• Records to use
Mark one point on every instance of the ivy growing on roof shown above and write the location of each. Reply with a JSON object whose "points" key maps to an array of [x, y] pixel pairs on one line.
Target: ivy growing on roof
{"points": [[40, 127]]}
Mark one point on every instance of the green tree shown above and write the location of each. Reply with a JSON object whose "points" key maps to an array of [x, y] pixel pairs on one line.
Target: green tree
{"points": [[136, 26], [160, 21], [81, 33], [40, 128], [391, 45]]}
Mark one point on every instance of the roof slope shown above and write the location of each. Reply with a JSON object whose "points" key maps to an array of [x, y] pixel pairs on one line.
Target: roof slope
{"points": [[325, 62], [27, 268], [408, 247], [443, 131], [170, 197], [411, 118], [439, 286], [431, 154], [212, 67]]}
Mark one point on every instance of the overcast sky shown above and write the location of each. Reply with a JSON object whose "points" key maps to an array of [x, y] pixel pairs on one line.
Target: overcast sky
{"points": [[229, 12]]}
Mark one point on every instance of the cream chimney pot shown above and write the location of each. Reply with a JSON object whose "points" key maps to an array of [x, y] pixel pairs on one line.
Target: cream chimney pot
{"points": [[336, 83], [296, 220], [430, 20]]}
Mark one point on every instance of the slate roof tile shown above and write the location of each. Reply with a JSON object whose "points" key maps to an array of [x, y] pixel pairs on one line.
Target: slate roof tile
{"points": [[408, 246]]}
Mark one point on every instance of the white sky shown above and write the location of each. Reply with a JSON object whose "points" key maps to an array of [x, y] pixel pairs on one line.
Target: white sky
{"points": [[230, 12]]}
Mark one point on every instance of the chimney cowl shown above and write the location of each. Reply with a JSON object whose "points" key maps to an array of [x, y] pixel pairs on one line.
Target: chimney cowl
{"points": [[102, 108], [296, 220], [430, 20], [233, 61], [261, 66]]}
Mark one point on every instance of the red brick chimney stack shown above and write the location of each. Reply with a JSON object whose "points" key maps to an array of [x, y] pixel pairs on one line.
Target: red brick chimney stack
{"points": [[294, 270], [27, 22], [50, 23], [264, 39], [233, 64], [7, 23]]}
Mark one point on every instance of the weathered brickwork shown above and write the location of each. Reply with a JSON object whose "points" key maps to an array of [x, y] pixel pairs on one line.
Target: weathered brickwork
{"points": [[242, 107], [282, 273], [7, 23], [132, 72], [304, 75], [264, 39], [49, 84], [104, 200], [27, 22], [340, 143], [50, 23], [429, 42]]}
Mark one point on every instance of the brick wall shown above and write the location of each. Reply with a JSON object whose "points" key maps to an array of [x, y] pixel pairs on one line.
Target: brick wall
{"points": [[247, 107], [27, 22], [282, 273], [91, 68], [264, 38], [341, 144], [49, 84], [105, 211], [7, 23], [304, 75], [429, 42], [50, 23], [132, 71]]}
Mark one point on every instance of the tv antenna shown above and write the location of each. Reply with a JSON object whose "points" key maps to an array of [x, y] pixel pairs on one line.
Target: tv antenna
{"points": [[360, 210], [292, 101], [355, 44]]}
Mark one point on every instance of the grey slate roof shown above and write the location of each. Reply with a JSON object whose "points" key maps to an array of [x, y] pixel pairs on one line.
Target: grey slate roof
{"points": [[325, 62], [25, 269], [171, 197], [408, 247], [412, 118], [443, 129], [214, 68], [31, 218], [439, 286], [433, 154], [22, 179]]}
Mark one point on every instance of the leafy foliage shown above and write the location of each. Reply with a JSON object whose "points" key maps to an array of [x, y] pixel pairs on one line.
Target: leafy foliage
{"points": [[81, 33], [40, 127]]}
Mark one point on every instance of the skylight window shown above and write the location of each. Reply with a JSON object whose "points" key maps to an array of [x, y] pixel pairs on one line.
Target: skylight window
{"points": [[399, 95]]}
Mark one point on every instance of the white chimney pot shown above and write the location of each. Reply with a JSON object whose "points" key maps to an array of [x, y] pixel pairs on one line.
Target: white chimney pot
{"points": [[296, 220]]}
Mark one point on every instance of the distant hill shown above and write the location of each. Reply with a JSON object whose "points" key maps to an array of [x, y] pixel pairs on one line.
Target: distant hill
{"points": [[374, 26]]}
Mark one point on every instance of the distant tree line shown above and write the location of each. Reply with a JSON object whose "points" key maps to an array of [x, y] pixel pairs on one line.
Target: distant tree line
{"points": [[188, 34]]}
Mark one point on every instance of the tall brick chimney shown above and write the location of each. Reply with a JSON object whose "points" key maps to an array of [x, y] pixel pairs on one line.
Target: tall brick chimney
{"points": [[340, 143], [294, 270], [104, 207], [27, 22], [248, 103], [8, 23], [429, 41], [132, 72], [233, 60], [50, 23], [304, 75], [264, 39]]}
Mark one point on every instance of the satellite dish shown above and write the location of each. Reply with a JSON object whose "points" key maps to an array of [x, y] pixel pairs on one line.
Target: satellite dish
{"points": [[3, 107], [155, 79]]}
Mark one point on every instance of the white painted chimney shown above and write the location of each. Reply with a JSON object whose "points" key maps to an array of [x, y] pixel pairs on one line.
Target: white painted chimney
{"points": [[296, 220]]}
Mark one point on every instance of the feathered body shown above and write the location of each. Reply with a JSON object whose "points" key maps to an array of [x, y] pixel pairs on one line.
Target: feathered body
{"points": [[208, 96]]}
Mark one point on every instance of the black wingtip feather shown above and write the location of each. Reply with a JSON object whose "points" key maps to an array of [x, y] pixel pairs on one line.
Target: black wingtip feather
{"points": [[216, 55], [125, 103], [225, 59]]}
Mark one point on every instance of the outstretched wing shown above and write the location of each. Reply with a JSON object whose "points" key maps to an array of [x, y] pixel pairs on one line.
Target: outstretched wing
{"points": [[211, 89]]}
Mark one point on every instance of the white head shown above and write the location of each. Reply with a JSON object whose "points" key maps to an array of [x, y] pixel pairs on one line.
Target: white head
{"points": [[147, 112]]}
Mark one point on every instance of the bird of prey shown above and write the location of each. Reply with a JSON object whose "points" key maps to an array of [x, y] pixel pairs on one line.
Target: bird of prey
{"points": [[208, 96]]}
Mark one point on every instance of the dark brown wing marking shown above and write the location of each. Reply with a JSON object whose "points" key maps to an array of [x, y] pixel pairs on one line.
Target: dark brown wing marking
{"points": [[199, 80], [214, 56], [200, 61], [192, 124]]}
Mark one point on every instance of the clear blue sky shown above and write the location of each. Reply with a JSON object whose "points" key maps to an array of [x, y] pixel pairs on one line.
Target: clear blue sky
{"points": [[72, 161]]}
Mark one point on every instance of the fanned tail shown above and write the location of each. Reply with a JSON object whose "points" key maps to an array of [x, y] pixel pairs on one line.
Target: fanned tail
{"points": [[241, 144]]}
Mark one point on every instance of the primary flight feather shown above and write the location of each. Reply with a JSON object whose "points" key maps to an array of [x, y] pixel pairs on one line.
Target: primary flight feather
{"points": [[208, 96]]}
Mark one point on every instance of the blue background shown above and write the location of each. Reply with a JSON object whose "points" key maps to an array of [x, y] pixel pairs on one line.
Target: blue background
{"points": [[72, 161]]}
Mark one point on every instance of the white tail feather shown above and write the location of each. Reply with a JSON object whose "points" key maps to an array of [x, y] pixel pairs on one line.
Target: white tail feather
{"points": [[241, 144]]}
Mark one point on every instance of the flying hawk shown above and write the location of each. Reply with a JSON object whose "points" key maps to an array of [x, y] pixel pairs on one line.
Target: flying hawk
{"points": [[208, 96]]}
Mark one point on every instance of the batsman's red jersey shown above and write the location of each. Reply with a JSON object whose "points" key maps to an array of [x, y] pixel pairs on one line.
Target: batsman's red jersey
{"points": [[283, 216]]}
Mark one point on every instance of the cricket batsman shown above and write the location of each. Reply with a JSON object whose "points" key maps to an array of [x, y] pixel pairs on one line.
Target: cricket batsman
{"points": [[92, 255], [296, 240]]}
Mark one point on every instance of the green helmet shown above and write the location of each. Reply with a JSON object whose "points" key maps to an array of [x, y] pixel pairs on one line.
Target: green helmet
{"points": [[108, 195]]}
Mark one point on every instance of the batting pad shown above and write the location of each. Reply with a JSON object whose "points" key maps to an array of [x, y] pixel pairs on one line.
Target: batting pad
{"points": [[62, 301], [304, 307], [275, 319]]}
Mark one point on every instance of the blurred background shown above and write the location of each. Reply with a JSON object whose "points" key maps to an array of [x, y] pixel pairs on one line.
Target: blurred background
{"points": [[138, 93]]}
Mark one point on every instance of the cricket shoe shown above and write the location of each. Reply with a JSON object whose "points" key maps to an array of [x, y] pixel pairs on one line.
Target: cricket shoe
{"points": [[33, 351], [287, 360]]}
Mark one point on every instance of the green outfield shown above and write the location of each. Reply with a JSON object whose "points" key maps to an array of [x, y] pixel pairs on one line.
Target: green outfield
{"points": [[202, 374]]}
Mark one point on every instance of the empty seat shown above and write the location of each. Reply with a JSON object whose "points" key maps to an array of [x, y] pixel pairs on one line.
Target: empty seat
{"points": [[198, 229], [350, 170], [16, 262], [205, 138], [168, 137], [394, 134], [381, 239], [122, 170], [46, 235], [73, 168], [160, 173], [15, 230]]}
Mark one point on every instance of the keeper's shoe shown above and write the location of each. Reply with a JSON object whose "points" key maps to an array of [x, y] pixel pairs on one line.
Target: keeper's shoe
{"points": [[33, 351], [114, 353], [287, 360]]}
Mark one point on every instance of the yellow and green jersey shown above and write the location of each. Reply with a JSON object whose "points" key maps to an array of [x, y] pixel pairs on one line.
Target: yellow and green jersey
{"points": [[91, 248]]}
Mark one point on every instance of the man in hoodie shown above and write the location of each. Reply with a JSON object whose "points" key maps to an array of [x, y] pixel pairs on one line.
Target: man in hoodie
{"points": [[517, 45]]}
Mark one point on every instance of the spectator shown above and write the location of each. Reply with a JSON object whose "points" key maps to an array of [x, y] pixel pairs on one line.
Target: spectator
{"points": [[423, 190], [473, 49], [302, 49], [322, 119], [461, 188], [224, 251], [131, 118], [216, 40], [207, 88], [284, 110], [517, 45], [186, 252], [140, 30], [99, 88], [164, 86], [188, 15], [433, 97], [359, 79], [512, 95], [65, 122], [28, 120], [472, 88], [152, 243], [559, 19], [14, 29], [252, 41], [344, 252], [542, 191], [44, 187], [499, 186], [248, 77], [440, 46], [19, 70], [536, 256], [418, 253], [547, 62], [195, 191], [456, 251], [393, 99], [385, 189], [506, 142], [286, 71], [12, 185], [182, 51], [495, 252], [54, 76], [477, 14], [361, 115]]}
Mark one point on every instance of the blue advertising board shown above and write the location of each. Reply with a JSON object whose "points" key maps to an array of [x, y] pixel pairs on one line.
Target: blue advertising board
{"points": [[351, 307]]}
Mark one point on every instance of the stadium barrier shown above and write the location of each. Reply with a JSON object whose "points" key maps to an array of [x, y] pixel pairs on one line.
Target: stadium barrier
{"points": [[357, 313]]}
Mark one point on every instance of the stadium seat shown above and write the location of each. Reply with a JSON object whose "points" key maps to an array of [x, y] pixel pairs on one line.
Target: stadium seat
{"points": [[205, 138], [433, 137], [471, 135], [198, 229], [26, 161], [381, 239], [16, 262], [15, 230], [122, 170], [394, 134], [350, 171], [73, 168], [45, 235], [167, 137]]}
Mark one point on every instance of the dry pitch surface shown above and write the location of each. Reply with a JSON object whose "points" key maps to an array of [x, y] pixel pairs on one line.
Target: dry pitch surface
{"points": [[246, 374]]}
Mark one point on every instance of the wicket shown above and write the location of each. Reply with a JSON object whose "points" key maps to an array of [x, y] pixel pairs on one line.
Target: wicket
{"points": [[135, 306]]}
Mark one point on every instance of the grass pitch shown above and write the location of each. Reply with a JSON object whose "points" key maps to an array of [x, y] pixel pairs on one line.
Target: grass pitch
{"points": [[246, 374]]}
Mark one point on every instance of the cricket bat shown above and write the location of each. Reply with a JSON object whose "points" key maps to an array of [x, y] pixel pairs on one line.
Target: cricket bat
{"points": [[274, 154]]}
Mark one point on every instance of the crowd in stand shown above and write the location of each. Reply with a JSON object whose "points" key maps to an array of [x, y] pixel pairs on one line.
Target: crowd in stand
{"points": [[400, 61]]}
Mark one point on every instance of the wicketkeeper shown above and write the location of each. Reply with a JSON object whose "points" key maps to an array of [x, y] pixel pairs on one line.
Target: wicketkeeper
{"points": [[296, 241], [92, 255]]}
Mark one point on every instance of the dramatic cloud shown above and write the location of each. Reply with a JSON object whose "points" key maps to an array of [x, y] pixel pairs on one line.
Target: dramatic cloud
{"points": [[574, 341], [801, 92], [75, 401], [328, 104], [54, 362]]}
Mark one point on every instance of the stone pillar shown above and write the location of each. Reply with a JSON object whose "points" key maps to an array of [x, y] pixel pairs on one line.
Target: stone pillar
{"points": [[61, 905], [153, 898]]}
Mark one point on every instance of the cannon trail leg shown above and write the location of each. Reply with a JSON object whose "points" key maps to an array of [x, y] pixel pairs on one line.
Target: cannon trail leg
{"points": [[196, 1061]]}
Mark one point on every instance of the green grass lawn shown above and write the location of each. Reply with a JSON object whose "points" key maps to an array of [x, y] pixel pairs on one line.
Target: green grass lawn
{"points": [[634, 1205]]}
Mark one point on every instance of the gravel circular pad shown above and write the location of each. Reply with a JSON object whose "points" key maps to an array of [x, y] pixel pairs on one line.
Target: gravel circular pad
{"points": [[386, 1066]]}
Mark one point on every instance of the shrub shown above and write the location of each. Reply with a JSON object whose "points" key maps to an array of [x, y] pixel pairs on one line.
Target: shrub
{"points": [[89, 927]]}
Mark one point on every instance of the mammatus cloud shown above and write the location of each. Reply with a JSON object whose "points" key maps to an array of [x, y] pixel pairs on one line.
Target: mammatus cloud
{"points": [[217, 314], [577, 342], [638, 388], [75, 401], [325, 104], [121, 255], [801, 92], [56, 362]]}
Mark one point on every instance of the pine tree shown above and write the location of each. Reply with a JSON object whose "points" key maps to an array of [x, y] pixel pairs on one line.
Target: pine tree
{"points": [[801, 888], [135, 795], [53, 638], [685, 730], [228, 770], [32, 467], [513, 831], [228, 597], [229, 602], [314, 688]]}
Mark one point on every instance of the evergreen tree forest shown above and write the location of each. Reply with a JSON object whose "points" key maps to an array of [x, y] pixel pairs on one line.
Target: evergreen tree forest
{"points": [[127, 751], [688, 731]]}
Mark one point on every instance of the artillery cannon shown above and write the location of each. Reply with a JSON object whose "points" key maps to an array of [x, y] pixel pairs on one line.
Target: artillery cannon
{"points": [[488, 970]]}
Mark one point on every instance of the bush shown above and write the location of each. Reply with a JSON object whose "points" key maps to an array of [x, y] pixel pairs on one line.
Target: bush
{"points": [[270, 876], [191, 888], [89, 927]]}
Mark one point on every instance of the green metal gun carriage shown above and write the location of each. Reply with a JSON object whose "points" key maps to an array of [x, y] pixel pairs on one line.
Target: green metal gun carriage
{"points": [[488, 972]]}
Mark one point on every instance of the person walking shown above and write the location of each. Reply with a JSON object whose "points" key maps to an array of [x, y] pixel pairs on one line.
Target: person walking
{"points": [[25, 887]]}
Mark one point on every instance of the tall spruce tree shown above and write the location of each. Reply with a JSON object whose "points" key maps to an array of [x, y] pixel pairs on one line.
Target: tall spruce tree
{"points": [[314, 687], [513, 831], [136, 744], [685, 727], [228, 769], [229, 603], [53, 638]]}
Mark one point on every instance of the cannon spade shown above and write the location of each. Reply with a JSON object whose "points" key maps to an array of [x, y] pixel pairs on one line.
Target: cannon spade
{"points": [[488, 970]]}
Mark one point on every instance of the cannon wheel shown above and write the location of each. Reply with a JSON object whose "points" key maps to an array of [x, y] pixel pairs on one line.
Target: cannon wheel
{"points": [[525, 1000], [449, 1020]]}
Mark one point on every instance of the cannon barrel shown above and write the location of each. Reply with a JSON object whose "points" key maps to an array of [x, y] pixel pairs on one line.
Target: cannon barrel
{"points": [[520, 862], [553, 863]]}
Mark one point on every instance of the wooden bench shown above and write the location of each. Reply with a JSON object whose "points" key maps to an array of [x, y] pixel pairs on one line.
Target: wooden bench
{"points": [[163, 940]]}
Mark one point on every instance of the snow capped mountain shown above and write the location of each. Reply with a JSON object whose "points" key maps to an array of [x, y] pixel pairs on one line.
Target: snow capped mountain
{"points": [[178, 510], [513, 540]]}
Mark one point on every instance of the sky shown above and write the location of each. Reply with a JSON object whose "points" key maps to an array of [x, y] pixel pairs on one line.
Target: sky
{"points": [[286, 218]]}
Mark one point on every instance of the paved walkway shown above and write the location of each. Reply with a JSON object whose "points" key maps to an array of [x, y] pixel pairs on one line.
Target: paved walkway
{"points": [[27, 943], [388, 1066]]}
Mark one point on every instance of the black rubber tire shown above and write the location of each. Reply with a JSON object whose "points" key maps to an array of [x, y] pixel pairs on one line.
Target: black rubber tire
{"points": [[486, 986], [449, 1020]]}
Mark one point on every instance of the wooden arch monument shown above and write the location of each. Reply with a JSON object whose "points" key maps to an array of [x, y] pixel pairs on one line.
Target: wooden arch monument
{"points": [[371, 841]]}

• What is expected
Copy range, inclusive: the line holding "Mark one point on every instance of the blue background" to the line holding "Mark one point on every instance of the flying". Reproduce exactly those lines of the records above and no others.

• Exercise answer
Mark one point on every instance of the blue background shown above and write the location of each. Reply with a JSON object whose "points" key maps to an array of [x, y] pixel pairs on one line.
Target: blue background
{"points": [[72, 161]]}
Mark one point on every instance of the white tail feather shown above and write the location of each. Reply with a JSON object whose "points" key maps to an array of [x, y] pixel pairs on one line.
Target: white tail feather
{"points": [[241, 144]]}
Mark one point on every instance of the flying hawk shown above and write the location of each. Reply with a JSON object whose "points" key maps to an array of [x, y] pixel pairs on one line.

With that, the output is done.